• [What the task requires]: Render every one of the lines below as a Markdown table with two columns, No. and Text. Put the row number under No. and the line under Text, and leave out any blank lines.

• [The records]:
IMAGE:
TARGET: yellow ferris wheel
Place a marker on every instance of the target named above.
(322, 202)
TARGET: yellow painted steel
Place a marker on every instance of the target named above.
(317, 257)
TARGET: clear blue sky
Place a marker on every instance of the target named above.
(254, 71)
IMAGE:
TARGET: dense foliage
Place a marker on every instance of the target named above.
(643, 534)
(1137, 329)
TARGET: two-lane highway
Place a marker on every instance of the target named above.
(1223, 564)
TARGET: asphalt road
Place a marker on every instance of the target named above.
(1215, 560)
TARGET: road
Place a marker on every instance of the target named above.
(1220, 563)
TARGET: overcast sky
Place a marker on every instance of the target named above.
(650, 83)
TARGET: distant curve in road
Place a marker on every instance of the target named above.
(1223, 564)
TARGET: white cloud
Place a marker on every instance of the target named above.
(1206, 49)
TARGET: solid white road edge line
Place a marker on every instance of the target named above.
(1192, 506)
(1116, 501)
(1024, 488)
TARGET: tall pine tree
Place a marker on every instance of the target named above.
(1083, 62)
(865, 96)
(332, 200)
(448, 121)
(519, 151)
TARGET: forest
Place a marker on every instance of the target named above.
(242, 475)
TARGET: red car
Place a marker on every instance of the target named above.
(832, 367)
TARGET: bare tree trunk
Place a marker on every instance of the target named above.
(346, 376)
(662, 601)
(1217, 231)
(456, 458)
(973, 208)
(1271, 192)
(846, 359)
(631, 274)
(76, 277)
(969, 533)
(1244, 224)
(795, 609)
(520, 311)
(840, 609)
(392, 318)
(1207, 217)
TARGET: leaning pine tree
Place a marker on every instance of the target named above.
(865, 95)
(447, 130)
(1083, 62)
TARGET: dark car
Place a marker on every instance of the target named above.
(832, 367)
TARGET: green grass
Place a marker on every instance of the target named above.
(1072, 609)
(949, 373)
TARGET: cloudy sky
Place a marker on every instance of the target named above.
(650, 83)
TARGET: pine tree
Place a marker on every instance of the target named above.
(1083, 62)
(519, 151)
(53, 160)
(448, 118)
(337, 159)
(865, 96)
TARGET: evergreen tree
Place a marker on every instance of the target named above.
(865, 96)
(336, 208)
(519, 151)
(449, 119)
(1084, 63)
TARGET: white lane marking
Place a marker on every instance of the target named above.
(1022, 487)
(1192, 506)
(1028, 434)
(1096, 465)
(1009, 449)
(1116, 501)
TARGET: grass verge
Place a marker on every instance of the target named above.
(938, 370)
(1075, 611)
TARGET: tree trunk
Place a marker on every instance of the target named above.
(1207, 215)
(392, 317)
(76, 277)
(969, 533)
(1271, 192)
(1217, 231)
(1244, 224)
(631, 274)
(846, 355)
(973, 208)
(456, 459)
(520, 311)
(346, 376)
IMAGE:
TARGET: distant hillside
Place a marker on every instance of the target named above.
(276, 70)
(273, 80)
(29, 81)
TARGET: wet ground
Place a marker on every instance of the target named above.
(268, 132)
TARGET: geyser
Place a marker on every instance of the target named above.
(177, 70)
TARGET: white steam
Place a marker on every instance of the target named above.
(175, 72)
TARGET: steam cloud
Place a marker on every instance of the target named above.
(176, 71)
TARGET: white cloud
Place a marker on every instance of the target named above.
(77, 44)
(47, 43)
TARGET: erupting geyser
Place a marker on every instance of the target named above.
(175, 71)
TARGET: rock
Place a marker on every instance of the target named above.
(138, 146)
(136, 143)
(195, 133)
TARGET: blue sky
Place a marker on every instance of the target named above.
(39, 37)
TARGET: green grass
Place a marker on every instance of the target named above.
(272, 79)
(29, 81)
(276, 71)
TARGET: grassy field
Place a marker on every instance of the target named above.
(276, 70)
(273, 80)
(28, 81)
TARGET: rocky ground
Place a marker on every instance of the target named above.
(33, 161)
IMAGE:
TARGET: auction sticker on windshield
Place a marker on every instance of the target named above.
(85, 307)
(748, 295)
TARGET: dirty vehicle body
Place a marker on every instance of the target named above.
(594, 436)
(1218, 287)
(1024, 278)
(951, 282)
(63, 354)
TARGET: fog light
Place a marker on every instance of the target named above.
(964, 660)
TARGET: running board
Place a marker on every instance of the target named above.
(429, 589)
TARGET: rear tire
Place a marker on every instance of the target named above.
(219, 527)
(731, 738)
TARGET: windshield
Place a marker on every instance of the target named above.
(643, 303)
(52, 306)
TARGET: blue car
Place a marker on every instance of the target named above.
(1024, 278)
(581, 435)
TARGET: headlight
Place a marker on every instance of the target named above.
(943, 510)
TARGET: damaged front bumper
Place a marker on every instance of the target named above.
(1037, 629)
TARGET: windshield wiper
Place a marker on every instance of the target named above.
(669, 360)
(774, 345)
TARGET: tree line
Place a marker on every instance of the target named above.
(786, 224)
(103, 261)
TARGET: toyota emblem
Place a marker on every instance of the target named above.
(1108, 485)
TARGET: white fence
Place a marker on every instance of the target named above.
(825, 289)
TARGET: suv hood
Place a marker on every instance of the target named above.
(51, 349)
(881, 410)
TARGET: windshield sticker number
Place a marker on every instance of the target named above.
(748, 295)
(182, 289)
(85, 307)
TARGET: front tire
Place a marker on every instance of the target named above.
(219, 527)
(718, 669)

• [Response to this exercise]:
| No. | Text |
|---|---|
| 1 | IMAGE: |
| 2 | TARGET: yellow ferris wheel |
| 3 | Place a marker on every instance of the target named above. |
| 4 | (322, 202) |
| 5 | TARGET: yellow painted steel |
| 6 | Place a marker on every instance of the target named above. |
| 7 | (317, 257) |
| 8 | TARGET: clear blue sky |
| 9 | Place a marker on every instance of the target named above. |
| 10 | (254, 71) |
| 11 | IMAGE: |
| 12 | TARGET: dense foliage |
| 13 | Place a marker on every instance of the target named above. |
| 14 | (643, 534) |
| 15 | (1137, 329) |
| 16 | TARGET: two-lane highway |
| 17 | Place a marker on every instance of the target named above. |
| 18 | (1223, 564) |
| 19 | TARGET: asphalt road |
| 20 | Place a marker on every instance of the target named above. |
| 21 | (1215, 560) |
| 22 | TARGET: road |
| 23 | Place a marker on every instance of the target named above. |
| 24 | (1220, 563) |
| 25 | TARGET: overcast sky |
| 26 | Place a marker on every instance of the target named above. |
| 27 | (650, 83) |
| 28 | TARGET: distant curve in road |
| 29 | Place a marker on every instance of the target named above. |
| 30 | (1223, 564) |
| 31 | TARGET: white cloud |
| 32 | Place a marker on every instance of the target named above. |
| 33 | (1206, 49) |
| 34 | TARGET: solid white road edge line |
| 35 | Place a marker on every instance of the target named above. |
| 36 | (1192, 506) |
| 37 | (1116, 501) |
| 38 | (1024, 488) |
| 39 | TARGET: tall pine tree |
| 40 | Place a marker on every instance of the target named above. |
| 41 | (1083, 62) |
| 42 | (865, 96) |
| 43 | (332, 200) |
| 44 | (448, 121) |
| 45 | (519, 151) |
| 46 | TARGET: forest |
| 47 | Place a marker on every instance of the target named above. |
| 48 | (242, 475) |
| 49 | TARGET: red car |
| 50 | Place a marker on every instance of the target named above. |
| 51 | (832, 367) |
| 52 | TARGET: bare tree trunk |
| 53 | Place a marker on every instance of the target named above. |
| 54 | (346, 376) |
| 55 | (662, 601) |
| 56 | (1217, 231) |
| 57 | (456, 458) |
| 58 | (973, 208) |
| 59 | (1271, 192) |
| 60 | (846, 359) |
| 61 | (631, 274) |
| 62 | (76, 277) |
| 63 | (969, 533) |
| 64 | (1244, 224) |
| 65 | (795, 609) |
| 66 | (520, 311) |
| 67 | (840, 609) |
| 68 | (392, 318) |
| 69 | (1207, 217) |
| 70 | TARGET: leaning pine tree |
| 71 | Place a marker on every instance of the target named above. |
| 72 | (865, 95) |
| 73 | (447, 130) |
| 74 | (1083, 62) |
| 75 | TARGET: dark car |
| 76 | Place a marker on every instance of the target named above. |
| 77 | (832, 367) |
| 78 | TARGET: green grass |
| 79 | Place a marker on every instance of the target named above. |
| 80 | (1072, 609) |
| 81 | (949, 373) |
| 82 | TARGET: cloudy sky |
| 83 | Place a marker on every instance of the target named above. |
| 84 | (650, 83) |
| 85 | TARGET: pine tree |
| 86 | Place a marker on every instance of the target named above. |
| 87 | (1083, 62) |
| 88 | (519, 151) |
| 89 | (53, 160) |
| 90 | (448, 118) |
| 91 | (337, 159) |
| 92 | (865, 96) |
| 93 | TARGET: evergreen tree |
| 94 | Place a marker on every instance of the target named above. |
| 95 | (865, 96) |
| 96 | (336, 208) |
| 97 | (519, 151) |
| 98 | (449, 119) |
| 99 | (1084, 63) |
| 100 | TARGET: white lane marking |
| 101 | Place a marker on every instance of the target named above. |
| 102 | (1022, 487) |
| 103 | (1192, 506) |
| 104 | (1028, 434) |
| 105 | (1096, 465) |
| 106 | (1009, 449) |
| 107 | (1116, 501) |
| 108 | TARGET: grass verge |
| 109 | Place a marker on every instance of the target named above. |
| 110 | (938, 370) |
| 111 | (1075, 611) |
| 112 | TARGET: tree trunk |
| 113 | Place a marker on every instance of the target named above. |
| 114 | (1207, 215) |
| 115 | (392, 317) |
| 116 | (76, 277) |
| 117 | (969, 533) |
| 118 | (1271, 192) |
| 119 | (1217, 231) |
| 120 | (1244, 224) |
| 121 | (631, 274) |
| 122 | (846, 355) |
| 123 | (973, 208) |
| 124 | (456, 459) |
| 125 | (520, 311) |
| 126 | (346, 376) |
| 127 | IMAGE: |
| 128 | TARGET: distant hillside |
| 129 | Place a marker on every instance of the target named above. |
| 130 | (276, 70) |
| 131 | (273, 80) |
| 132 | (29, 81) |
| 133 | TARGET: wet ground |
| 134 | Place a marker on every instance of the target named above. |
| 135 | (268, 132) |
| 136 | TARGET: geyser |
| 137 | Place a marker on every instance of the target named above. |
| 138 | (177, 70) |
| 139 | TARGET: white steam |
| 140 | Place a marker on every instance of the target named above. |
| 141 | (175, 72) |
| 142 | TARGET: steam cloud |
| 143 | Place a marker on every instance of the target named above. |
| 144 | (176, 71) |
| 145 | TARGET: white cloud |
| 146 | Place a marker on every instance of the target named above. |
| 147 | (77, 44) |
| 148 | (47, 43) |
| 149 | TARGET: erupting geyser |
| 150 | Place a marker on every instance of the target named above. |
| 151 | (175, 71) |
| 152 | TARGET: rock |
| 153 | Place a marker on every instance of the target named above. |
| 154 | (138, 146) |
| 155 | (136, 143) |
| 156 | (195, 133) |
| 157 | TARGET: blue sky |
| 158 | Place a marker on every instance of the target named above. |
| 159 | (39, 37) |
| 160 | TARGET: green grass |
| 161 | Place a marker on every instance of the target named above. |
| 162 | (272, 79) |
| 163 | (29, 81) |
| 164 | (276, 71) |
| 165 | TARGET: grassy field |
| 166 | Place a marker on every instance of the target named above. |
| 167 | (276, 70) |
| 168 | (273, 80) |
| 169 | (28, 81) |
| 170 | TARGET: rocky ground |
| 171 | Place a marker on every instance of the target named above. |
| 172 | (33, 161) |
| 173 | IMAGE: |
| 174 | TARGET: auction sticker on windshield |
| 175 | Place a marker on every instance of the target named above. |
| 176 | (85, 307) |
| 177 | (748, 295) |
| 178 | TARGET: dirty vehicle body |
| 179 | Place a marker on every instance of the target named above. |
| 180 | (594, 436) |
| 181 | (1218, 287) |
| 182 | (1024, 278) |
| 183 | (951, 282) |
| 184 | (63, 354) |
| 185 | TARGET: fog light |
| 186 | Place a marker on every instance of the target named above. |
| 187 | (964, 660) |
| 188 | TARGET: running board |
| 189 | Place a marker on every instance of the target named above. |
| 190 | (429, 589) |
| 191 | TARGET: rear tire |
| 192 | Place a marker on every instance of the target named above. |
| 193 | (219, 527) |
| 194 | (731, 738) |
| 195 | TARGET: windshield |
| 196 | Place a marker on every instance of the target named above. |
| 197 | (643, 303) |
| 198 | (52, 306) |
| 199 | TARGET: blue car |
| 200 | Place a marker on every instance of the target named above. |
| 201 | (1024, 278) |
| 202 | (581, 435) |
| 203 | TARGET: headlight |
| 204 | Place a marker on every instance of the target named above. |
| 205 | (943, 510) |
| 206 | TARGET: damaged front bumper |
| 207 | Place a marker on every instance of the target named above. |
| 208 | (1037, 629) |
| 209 | TARGET: windshield wiper |
| 210 | Place a marker on every instance of the target named above. |
| 211 | (669, 360) |
| 212 | (774, 345) |
| 213 | TARGET: tree line |
| 214 | Place a marker on every instance of the target named above. |
| 215 | (786, 224) |
| 216 | (103, 261) |
| 217 | TARGET: toyota emblem |
| 218 | Place a marker on every instance of the target named above. |
| 219 | (1108, 485) |
| 220 | TARGET: white fence |
| 221 | Place a marker on every instance of the target named above. |
| 222 | (825, 289) |
| 223 | TARGET: suv hood |
| 224 | Place a marker on every instance of the target named above. |
| 225 | (51, 349) |
| 226 | (881, 410) |
| 227 | TARGET: windshield sticker number |
| 228 | Place a marker on every instance of the target named above. |
| 229 | (748, 295) |
| 230 | (182, 289) |
| 231 | (85, 307) |
| 232 | TARGET: front tire |
| 233 | Place a marker on every instance of the target named above. |
| 234 | (219, 527) |
| 235 | (718, 669) |